◆ Given instruction ◆
Please reproduce the item lines below without any change, starting with the line that contains "Question: Locate the white baseboard" and going on through the line that contains "[529,277,574,329]".

◆ Raw records ◆
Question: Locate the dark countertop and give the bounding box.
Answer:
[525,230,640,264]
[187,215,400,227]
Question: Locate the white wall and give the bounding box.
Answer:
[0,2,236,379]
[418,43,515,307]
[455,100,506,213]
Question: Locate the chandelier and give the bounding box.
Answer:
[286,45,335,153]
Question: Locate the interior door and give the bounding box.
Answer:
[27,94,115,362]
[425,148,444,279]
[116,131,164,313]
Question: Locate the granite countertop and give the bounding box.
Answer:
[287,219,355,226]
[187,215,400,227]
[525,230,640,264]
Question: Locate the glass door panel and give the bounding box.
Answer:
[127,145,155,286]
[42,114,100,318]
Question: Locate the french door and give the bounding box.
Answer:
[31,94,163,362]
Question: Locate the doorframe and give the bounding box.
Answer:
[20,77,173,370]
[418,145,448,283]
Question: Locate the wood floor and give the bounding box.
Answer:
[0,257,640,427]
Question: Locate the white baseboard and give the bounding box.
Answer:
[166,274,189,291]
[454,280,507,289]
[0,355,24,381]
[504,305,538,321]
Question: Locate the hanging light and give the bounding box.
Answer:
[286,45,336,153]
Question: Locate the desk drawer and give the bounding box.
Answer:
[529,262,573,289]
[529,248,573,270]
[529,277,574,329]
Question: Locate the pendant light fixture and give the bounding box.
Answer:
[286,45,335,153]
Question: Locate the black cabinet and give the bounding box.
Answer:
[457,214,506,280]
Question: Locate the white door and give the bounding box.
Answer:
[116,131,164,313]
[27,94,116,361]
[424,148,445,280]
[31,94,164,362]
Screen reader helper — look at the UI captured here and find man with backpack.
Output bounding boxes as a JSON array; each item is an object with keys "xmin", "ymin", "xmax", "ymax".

◆ Output for this exercise ◆
Question: Locate the white baseboard and give the bounding box.
Answer:
[166,274,189,291]
[454,280,507,289]
[0,355,24,381]
[504,305,538,321]
Question: Locate the hanging light and give the bounding box.
Answer:
[286,45,336,153]
Question: Locate the desk drawer and give the bounding box.
Answer:
[529,262,573,289]
[529,248,573,270]
[529,277,574,329]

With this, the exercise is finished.